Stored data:
━━━━━━━━━━━━━━━━━━━━

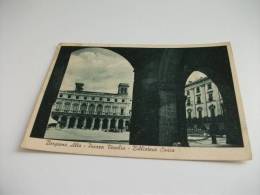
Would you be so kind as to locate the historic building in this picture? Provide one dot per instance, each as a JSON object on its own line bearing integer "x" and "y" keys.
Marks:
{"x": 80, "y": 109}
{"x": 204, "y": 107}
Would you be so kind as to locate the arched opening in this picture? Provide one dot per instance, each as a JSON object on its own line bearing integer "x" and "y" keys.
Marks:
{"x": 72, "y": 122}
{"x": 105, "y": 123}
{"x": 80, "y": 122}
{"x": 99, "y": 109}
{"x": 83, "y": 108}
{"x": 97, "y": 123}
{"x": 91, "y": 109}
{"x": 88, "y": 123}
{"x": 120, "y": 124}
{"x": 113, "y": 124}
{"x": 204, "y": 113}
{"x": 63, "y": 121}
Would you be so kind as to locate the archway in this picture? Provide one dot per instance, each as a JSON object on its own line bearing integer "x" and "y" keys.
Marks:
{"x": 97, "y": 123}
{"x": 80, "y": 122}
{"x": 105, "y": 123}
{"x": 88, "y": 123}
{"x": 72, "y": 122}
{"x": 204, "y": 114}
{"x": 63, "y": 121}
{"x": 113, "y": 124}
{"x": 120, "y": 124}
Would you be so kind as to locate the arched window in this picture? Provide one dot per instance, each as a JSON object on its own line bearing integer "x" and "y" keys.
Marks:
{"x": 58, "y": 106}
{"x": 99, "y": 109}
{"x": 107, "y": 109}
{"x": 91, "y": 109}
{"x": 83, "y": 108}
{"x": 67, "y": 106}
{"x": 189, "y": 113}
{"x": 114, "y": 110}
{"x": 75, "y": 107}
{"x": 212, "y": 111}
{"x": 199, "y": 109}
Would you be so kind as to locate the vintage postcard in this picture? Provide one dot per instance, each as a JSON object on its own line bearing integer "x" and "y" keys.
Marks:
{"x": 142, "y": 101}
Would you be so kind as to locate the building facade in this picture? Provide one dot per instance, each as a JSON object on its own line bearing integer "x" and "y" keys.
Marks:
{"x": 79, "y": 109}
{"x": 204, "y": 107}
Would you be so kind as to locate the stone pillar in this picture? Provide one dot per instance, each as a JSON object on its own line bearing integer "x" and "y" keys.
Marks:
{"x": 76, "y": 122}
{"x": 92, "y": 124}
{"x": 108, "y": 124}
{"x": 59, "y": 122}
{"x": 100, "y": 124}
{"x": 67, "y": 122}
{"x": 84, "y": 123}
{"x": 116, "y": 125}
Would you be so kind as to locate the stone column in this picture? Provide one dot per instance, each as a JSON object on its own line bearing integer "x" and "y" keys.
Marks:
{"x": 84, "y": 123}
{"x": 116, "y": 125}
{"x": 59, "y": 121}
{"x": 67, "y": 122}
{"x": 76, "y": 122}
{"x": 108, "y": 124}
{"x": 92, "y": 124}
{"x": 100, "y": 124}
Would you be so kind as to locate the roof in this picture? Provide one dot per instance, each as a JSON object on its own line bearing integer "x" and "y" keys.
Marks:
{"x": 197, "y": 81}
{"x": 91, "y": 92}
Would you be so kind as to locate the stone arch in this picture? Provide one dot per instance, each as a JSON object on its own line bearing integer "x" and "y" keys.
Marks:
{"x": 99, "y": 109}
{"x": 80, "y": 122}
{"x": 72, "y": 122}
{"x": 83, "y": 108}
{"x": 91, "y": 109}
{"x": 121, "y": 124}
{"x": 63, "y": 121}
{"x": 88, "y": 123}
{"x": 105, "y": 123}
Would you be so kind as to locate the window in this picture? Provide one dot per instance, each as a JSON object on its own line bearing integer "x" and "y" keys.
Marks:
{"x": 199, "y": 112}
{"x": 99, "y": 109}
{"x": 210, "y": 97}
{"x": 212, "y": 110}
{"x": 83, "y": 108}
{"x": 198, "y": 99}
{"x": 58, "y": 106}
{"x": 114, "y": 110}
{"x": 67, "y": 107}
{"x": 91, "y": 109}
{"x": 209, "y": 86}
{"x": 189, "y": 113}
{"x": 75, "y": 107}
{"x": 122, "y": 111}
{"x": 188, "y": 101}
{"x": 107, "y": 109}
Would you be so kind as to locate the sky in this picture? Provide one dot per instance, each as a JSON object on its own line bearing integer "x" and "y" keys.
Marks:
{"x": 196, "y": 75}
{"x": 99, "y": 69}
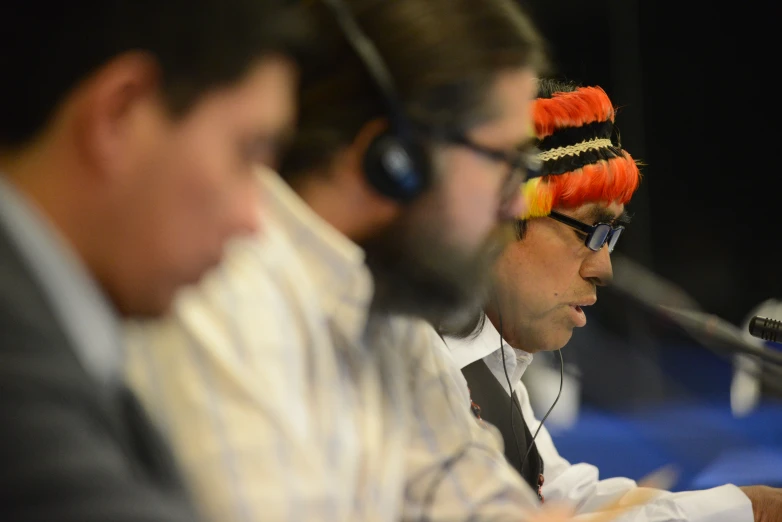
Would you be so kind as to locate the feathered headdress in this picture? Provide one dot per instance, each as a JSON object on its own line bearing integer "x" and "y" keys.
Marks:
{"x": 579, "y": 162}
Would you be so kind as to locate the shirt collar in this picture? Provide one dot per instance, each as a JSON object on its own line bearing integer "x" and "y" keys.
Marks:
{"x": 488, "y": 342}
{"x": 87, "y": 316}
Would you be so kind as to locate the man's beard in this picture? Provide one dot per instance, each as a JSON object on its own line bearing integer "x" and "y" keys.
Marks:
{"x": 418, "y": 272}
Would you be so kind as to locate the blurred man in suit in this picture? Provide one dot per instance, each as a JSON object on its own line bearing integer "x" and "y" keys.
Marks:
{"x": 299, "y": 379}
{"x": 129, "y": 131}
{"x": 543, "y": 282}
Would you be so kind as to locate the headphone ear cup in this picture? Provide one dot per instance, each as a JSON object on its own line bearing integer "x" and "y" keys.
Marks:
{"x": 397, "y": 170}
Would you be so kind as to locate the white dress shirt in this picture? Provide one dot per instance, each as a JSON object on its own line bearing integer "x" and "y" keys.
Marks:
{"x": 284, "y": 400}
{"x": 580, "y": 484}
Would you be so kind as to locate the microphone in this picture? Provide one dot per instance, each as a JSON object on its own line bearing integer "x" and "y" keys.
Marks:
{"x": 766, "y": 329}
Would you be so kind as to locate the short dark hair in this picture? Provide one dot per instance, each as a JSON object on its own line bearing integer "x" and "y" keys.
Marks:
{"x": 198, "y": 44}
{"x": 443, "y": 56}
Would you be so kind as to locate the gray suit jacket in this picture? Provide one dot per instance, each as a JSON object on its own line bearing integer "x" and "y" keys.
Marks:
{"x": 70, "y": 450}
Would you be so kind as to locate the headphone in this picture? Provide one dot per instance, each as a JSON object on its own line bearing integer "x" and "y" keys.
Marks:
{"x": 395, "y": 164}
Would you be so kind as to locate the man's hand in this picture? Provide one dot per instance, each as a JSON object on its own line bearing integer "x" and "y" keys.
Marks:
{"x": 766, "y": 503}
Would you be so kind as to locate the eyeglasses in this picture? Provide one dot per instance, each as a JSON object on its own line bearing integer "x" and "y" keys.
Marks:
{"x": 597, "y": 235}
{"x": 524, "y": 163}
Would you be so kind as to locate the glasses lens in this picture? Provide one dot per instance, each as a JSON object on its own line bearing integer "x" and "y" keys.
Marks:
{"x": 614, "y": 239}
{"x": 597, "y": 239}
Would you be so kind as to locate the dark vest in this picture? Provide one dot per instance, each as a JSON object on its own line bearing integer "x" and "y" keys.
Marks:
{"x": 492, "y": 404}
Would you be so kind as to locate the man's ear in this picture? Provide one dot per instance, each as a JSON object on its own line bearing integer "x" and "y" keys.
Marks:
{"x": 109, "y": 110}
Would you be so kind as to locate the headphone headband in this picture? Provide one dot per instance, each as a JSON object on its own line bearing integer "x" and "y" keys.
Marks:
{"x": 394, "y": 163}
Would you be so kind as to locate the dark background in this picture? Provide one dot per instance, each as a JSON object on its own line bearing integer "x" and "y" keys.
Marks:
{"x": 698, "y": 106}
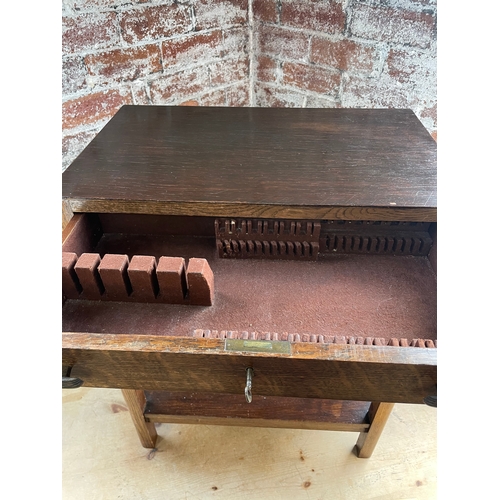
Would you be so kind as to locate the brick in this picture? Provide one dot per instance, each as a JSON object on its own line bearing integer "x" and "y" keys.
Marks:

━━━━━━━━━━━━━━━━━━━━

- What you are asked to do
Of all the lines in the data above, show only those that hold the word "shirt".

- Written response
Would you be so kind as to locate the shirt collar in this picture? Provide one dot per instance, each as a JSON object on its own line bearing integer "x" and "y" keys.
Would you be so kind as to locate the white dress shirt in this picture? Provide one dot per instance, each as a JSON object on its own line bearing integer "x" and "y" keys.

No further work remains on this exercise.